═════ Dataset extract ═════

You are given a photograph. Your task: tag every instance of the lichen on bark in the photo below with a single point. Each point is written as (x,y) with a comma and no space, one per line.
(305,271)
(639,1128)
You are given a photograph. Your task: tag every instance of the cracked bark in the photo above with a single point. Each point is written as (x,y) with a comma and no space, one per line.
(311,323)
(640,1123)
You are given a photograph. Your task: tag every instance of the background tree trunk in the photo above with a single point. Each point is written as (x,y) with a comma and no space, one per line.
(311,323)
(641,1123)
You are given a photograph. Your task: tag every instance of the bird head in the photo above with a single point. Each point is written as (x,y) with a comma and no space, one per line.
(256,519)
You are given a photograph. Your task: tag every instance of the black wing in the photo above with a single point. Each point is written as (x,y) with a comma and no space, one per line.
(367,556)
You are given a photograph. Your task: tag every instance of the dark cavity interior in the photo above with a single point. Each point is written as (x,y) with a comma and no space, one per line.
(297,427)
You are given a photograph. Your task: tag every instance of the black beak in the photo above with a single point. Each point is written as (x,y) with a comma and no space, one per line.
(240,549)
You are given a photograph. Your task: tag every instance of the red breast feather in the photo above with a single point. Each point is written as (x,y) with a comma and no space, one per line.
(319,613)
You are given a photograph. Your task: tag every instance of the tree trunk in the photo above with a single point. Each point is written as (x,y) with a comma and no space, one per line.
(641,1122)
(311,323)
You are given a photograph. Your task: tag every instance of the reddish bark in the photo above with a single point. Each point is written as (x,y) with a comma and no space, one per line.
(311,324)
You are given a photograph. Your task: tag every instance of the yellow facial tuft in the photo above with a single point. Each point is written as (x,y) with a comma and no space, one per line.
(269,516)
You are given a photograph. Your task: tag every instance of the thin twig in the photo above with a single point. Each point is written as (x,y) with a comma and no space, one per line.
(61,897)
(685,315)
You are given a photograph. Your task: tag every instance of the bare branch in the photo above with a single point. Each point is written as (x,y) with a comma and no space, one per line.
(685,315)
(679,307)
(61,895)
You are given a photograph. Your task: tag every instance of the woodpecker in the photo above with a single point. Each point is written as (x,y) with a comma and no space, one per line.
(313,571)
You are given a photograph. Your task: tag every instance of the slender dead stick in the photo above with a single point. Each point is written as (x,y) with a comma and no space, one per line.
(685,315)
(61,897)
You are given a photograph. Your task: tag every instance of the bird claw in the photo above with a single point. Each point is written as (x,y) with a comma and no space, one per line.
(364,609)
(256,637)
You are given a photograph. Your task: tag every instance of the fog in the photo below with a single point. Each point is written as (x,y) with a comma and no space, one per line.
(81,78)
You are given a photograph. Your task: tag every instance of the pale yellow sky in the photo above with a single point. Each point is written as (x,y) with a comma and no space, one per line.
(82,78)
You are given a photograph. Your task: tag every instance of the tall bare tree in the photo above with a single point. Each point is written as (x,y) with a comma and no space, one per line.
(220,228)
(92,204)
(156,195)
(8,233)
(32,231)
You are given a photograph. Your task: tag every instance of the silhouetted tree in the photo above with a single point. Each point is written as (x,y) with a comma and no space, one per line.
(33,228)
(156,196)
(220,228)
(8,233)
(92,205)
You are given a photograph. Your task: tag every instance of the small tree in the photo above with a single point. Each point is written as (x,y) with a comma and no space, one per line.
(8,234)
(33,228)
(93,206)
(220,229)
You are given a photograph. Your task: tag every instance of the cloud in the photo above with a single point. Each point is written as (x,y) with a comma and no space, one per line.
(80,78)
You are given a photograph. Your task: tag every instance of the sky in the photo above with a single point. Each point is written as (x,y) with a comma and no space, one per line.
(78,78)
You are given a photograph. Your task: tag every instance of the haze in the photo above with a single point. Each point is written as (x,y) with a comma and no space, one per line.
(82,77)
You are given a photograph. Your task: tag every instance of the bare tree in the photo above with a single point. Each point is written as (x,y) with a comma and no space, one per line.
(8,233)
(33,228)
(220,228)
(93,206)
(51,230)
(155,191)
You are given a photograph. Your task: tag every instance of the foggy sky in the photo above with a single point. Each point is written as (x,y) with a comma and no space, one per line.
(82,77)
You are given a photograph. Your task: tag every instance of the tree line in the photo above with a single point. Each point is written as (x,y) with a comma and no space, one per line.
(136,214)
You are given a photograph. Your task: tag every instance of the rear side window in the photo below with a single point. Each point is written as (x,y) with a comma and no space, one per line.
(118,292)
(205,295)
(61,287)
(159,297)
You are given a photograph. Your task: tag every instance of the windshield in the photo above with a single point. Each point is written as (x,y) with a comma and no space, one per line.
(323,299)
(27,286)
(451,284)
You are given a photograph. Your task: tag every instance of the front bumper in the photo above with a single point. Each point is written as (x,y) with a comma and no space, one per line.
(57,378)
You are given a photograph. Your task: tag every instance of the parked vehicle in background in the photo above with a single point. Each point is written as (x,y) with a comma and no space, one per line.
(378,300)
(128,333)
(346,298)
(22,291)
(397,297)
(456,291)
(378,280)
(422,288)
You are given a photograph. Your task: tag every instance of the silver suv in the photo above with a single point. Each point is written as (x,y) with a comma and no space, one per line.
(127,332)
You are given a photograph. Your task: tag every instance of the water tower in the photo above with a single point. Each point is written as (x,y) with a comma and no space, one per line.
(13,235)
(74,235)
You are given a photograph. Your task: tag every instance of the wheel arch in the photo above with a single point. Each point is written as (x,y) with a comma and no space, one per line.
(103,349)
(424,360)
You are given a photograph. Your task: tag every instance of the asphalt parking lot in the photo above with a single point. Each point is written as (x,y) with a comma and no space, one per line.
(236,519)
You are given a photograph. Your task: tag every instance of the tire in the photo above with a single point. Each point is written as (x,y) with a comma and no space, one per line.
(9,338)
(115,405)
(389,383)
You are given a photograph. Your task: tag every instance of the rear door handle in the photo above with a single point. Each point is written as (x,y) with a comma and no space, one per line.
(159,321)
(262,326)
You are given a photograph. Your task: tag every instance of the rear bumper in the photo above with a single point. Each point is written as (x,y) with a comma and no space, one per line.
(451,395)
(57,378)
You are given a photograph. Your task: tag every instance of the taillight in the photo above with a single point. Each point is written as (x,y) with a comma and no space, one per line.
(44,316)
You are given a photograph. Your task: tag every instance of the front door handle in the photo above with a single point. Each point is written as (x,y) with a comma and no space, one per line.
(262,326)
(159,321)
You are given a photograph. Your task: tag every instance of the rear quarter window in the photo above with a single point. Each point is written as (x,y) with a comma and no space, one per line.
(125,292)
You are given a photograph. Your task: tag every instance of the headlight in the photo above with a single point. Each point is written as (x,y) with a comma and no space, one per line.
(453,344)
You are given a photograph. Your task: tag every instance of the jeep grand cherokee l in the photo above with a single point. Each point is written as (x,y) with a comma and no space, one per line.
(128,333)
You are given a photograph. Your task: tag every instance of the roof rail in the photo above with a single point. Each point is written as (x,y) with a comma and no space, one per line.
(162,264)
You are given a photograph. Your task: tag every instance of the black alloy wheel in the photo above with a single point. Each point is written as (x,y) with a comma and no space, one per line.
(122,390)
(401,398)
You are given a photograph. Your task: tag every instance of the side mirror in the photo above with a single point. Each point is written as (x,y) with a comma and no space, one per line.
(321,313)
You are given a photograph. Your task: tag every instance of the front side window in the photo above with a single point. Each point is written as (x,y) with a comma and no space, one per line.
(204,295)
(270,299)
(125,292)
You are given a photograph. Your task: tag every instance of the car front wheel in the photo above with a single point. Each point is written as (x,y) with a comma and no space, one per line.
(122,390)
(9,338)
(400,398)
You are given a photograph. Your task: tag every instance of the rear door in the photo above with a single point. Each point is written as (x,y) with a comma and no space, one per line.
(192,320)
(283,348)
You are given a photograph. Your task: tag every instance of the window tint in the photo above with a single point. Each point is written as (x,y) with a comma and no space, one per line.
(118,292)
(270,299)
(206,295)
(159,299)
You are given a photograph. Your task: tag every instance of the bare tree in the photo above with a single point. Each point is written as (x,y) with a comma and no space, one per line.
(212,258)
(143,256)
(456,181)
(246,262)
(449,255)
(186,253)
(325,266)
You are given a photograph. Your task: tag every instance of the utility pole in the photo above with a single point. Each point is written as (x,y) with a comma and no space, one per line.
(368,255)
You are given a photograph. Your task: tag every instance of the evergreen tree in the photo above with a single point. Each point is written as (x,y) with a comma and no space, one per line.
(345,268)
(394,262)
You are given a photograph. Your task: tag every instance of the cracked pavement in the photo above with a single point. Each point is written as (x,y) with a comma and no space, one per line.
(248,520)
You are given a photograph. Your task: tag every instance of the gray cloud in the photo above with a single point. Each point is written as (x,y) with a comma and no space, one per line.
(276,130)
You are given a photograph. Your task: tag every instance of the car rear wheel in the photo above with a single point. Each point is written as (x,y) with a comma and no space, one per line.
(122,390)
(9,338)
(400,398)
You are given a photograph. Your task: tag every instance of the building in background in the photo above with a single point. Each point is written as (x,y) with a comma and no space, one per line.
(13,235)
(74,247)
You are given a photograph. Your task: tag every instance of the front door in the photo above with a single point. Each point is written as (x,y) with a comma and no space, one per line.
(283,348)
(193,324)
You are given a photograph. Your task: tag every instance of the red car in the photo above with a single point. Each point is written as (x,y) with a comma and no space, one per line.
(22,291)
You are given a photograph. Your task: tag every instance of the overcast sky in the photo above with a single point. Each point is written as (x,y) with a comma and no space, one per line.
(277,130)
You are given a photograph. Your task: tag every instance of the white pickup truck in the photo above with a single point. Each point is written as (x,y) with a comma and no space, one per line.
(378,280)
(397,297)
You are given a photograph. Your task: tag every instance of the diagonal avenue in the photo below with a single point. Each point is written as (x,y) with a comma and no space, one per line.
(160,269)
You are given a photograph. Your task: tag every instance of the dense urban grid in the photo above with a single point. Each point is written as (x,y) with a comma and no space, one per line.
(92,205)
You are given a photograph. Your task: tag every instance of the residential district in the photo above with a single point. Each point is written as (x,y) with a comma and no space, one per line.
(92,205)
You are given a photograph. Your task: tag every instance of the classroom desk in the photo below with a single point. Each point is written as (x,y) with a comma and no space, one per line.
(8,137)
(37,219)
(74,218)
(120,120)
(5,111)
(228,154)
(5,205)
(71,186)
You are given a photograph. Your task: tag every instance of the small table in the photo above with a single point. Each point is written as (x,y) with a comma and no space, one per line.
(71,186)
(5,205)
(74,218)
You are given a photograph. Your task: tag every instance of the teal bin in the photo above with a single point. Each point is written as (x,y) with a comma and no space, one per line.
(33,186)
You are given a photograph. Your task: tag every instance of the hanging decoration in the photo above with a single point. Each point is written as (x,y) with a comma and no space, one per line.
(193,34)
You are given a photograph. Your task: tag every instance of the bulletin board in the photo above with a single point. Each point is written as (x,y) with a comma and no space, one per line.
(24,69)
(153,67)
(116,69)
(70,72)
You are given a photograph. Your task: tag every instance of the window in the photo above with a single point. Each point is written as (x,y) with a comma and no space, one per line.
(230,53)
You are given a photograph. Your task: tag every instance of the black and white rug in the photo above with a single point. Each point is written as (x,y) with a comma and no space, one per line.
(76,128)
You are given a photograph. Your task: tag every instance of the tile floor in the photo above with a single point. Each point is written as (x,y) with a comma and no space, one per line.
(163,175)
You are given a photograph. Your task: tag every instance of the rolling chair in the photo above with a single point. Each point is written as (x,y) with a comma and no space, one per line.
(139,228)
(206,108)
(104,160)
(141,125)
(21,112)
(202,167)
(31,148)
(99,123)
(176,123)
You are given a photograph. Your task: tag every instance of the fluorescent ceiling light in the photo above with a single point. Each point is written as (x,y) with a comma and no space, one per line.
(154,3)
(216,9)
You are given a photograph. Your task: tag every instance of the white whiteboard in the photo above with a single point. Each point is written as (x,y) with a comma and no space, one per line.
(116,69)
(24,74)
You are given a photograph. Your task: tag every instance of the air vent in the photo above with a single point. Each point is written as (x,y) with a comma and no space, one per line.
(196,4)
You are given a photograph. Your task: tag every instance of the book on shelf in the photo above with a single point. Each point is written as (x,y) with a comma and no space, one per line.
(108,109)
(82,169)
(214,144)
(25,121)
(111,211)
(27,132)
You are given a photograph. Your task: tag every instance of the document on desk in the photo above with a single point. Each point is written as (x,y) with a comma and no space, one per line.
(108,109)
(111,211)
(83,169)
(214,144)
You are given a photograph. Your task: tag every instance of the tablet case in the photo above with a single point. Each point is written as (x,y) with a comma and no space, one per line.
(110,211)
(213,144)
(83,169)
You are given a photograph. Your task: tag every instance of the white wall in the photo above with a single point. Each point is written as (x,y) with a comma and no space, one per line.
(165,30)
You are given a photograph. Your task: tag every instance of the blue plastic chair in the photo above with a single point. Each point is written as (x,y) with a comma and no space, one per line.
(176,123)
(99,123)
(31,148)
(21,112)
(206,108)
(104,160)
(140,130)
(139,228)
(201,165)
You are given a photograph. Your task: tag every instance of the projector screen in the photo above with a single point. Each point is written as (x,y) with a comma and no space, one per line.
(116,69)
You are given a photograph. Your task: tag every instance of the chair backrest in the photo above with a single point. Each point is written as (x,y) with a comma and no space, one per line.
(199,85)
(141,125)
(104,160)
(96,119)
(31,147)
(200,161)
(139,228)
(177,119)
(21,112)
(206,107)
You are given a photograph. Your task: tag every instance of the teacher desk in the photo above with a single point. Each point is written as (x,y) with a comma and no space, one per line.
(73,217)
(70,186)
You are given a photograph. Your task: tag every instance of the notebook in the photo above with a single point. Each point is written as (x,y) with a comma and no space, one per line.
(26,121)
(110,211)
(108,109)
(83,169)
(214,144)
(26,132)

═════

Exercise description — Quote the line that contains "of the chair" and each line after it through the end of the data, exactly, leaving out everything else.

Answer below —
You are given a photograph. Your task: tag every instance of the chair backrest in the photo above with a single point. Each point is written as (x,y) with a comma and no space, one per line.
(199,85)
(141,125)
(104,160)
(96,119)
(31,147)
(200,161)
(139,228)
(177,119)
(21,112)
(206,107)
You are given a photograph. Your task: tag every instance of the teacher desk in the photo above with a single point. Each point is written as (x,y) with a comma and no space, one per line.
(73,217)
(70,186)
You are given a photograph. Your task: tag every instance of the notebook in the photo above with a single point. Each point is written as (x,y) with a comma and no space, one per line.
(26,121)
(110,211)
(108,109)
(83,169)
(214,144)
(26,132)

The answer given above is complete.